Excerpts from a dataset
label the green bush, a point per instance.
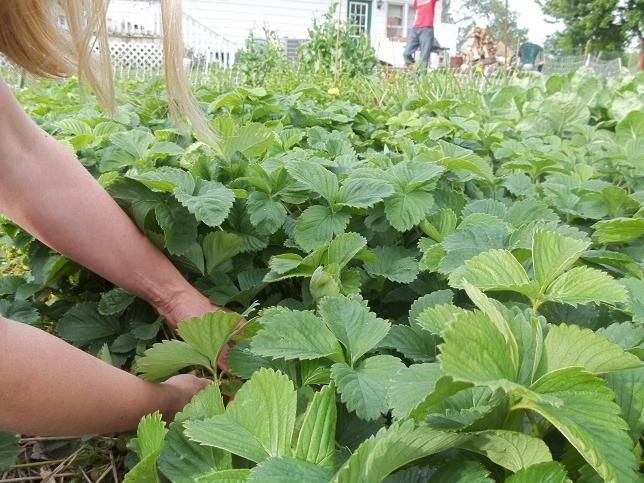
(260, 56)
(356, 55)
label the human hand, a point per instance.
(189, 304)
(179, 391)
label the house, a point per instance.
(229, 22)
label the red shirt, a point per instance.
(424, 13)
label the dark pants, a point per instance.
(423, 38)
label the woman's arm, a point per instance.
(45, 190)
(50, 388)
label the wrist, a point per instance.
(182, 305)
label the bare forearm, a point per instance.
(48, 193)
(45, 190)
(52, 388)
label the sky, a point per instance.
(532, 18)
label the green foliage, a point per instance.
(259, 57)
(608, 25)
(318, 53)
(370, 232)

◆ ASSIGNED TASK:
Write out the line containing "label the wrist, a point per instance." and every line after it through the end of the entries. Keep each one exactly as it is, and add nothing.

◆ RESPONSE TO THIS TASK:
label the wrist, a point per instance.
(182, 305)
label the bare forearm, a point per instance.
(48, 193)
(45, 190)
(52, 388)
label the sky, a point per instance.
(532, 18)
label the green foliage, a point per instance.
(259, 57)
(608, 25)
(318, 53)
(370, 232)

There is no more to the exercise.